| REQUIRED ACTIONS |
**A.** In the message about cube symmetries, copy the passage between "Herbert Kociemba (part" and "it ‘recoloring’ though….", inclusive.
**B.** According to the message about cube symmetries, by roughly what factor did reducing by symmetries cut the number of states that had to be solved?

| TEXT SECTION |
# Message #1840

From: Andrew Gould <agould@uwm.edu>

Subject: RE: [MC4D] Re: State graph of MC2D

Date: Wed, 03 Aug 2011 13:06:00 -0500

oops, speaking of link problems, if you click the link, it doesn’t give you

a left side. Copy & paste http://kociemba.org/cube.htm. Also, by

‘rotations’ and ‘reflections’ I mean applying them to the whole puzzle.

–

Andy

From: 4D_Cubing@yahoogroups.com [mailto:4D_Cubing@yahoogroups.com] On Behalf

Of Andrew Gould

Sent: Wednesday, August 03, 2011 12:54

To: 4D_Cubing@yahoogroups.com

Subject: RE: [MC4D] Re: State graph of MC2D

Hi David,

Herbert Kociemba (part of the cube20.org group) used this ‘reducing by

symmetries’ to solve god’s number is 20. It cut the number of states they

had to solve by a factor of about 39.7. So it’s quite practical. He didn’t

call it ‘recoloring’ though….

He defined a ‘symmetry’: a combination of rotations or a combination of

rotations with a reflection. Each symmetry, S has a unique inverse S’, and

the double inverse, S’’ = S. Two states, j and k are then said to be

equivalent if there exists a symmetry such that j = SkS’. I look at it as

conjugating by symmetries only.

For details, go to http://kociemba.org/cube.htm, then on the left side under

‘The Mathematics behind Cube Explorer’, click ‘Equivalent Cubes and

Symmetry’.

–

Andy

| SOURCE MATERIAL |

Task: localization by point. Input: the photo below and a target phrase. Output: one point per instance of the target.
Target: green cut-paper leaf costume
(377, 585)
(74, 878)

| ANSWERS TO THE PROBLEMS |
**A.**
Herbert Kociemba (part of the cube20.org group) used this ‘reducing by

symmetries’ to solve god’s number is 20. It cut the number of states they

had to solve by a factor of about 39.7. So it’s quite practical. He didn’t

call it ‘recoloring’ though….

**B.** By a factor of about 39.7.